# [What is needed]
Copy word for word the passage of the album review starting with "Filthy Young Impalers." and going on through "band of robots.".

Filthy Young Impalers. Of course, I could come up with an anecdote or something similar, but this doesn’t feel fitting for this band. Blessed with something that is missing from a lot of modern tech death, Filthy Young Impalers shine with energy, authenticity and songwriting for the sake of self-realization rather than being another technically proficient band of robots.
Their album Pattern Blue came out on the thirteenth of January. The first song off the record, “Paradox Lost”, already shows ideas and concepts that might evolve with time and future releases. Starting off with arpeggiated chords and seamlessly flowing into a staccato riffing, the listener gets a no nonsense feeling. There are no big, shining stereotypes thrown around; everything’s exactly as it’s supposed to be. The first solo in the track hits us at halfway point and makes for quite the ear catcher, but the band is also concerned with pacing, keeping the lead short so that it doesn’t overstay its welcome. Small elements of electronica also flit abou the track. If they continue down this unique path, Filthy Young Impalers could grow to be quite the innovators. To finish the track off properly, we are introduced to a reverb loaded solo that lends a more open feel to the track and ends on a high note (no pun intended).

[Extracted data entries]
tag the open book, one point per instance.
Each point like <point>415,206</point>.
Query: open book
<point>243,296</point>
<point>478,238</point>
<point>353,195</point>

# [Solution to this task]
Filthy Young Impalers. Of course, I could come up with an anecdote or something similar, but this doesn’t feel fitting for this band. Blessed with something that is missing from a lot of modern tech death, Filthy Young Impalers shine with energy, authenticity and songwriting for the sake of self-realization rather than being another technically proficient band of robots.